■ **Document text**:
Sunday, November 8, 2009

Rejection, Reading Eyes and Remaining Calm

Luckily as I age and grow calmer, so do my nerves. Don't get me wrong, there are still certain things that still get me riled up--my school work being one of them. I am a perfectionist when it comes to my studies; projects are begun on the day they are assigned, finished with weeks to spare and edited over and over again. I'm a freak about it, but that is okay. It's who I am. Money, too. I have always been a saver and probably always will be. Unless an extremely large sum of cash comes my way, which is highly unlikely, I will always be, well, stingy.

In most other aspects of life, I have become pretty laid-back. I have learned through life's experiences that planning ahead is sometimes a complete waste, that worrying about the future is oftentimes unwarranted and being too stubborn about the small stuff just plain ridiculous.

As a kid I was completely different. I grew up in a nervous household, and was therefore quite nervous myself. My three immediate family members (parents and sister) are the type who can't relax. They tend to freak out and think the worst. I have always been a black sheep in many ways, and it seems even more so lately.

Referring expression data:
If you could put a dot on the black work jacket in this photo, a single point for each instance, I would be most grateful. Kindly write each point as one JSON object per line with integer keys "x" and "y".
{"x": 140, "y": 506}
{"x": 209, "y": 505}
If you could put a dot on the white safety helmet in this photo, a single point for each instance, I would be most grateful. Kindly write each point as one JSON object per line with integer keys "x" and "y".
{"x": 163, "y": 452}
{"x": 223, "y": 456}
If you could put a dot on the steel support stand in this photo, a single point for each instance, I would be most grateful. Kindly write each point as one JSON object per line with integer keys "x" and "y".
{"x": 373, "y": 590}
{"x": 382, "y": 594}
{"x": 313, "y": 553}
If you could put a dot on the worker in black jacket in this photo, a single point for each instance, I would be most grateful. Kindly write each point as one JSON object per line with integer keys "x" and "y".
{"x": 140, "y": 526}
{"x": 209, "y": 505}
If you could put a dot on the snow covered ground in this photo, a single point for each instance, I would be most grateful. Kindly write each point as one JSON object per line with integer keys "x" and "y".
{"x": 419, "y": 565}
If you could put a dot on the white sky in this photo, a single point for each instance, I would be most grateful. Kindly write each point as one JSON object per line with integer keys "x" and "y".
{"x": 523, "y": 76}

■ **Work task 1**:
Answer these about the blog post on growing calmer:
(a) What does the writer name as one thing that still gets them riled up?
(b) How many immediate family members does the writer mention, and who are they?
(c) What has the writer always been when it comes to money?
■ **Work task 2**:
Carry on the blog post about growing calmer, picking up after its last sentence.
The records have nothing to do with the text.

■ **Written answer 1**:
(a) Their school work.
(b) Three: their parents and sister.
(c) A saver.

■ **Written answer 2**:
Being relaxed about life's happenings isn't such a bad thing. When I received the thanks for your application but...letter in the mail yesterday in regards to my Presidential Management Fellowship application I didn't really care. Honestly, I think I would have been more surprised had I been chosen as one of the coveted few. So I didn't make the cut. At least I tried. Next...

My entire family is completely distressed in regards to the recent diagnosis of my father. Completely understandable. Being told that you have a fatal, incurable disease is not something any of us want to hear. But he saw one doctor and only had one--of at least a half dozen--tests to prove that he truly has Lou Gehrig's. The little bit of research that I have done in the last few days has consistently expressed that the disease is incredibly hard to diagnose due to its tendency to mimic several other diseases (that are manageable, if not curable). A second opinion is highly recommended in a case as such. I am remaining calm and positive....and attempting to rub off on my family. If a plethora of tests and doctors visits still render his condition as such, then the freak-fest will begin. But taking the word of one medical professional is risky...trust me, I know.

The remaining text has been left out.